◆ Page excerpt ◆
4. Create the notes user:
# useradd -d /home/notes -m notes
# passwd notes

5. Increase the file limits.conf:
Edit /etc/security/limits.conf:
# vi /etc/security/limits.conf

Add/update the following lines:
notes soft nofile 60000
notes hard nofile 65535 (use 60000 for 32bit for Domino 9, use 65535 for Domino 9)
(where notes is / will be the o/s username for the server.
Save with: <esc>, wq

If you are using a systemd service, the number of file handles is set inside the systemd script.
See the script section further below.

6. Update the notes user bashrc to set Linux parameters upon start:
# vi /home/notes/.bashrc
Add to the end of the file: export DOMINO_LINUX_SET_PARMS=1
Save with: <esc>, wq

7. Create the Domino data/notesdata folder:
If you have one "big" disk, then create the folder as below
Create the installation data/notesdata folder.

◆ Collected material ◆

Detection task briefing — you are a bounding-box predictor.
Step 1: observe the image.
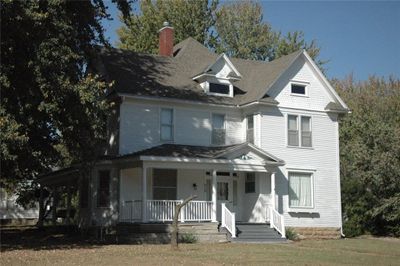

◆ Problem to work on ◆
Extract the part of the Domino setup steps on Linux between "6. Update the" and "installation data/notesdata folder.", inclusive, and copy it word for word.

◆ Exercise answer ◆
6. Update the notes user bashrc to set Linux parameters upon start:
# vi /home/notes/.bashrc
Add to the end of the file: export DOMINO_LINUX_SET_PARMS=1
Save with: <esc>, wq

7. Create the Domino data/notesdata folder:
If you have one "big" disk, then create the folder as below
Create the installation data/notesdata folder.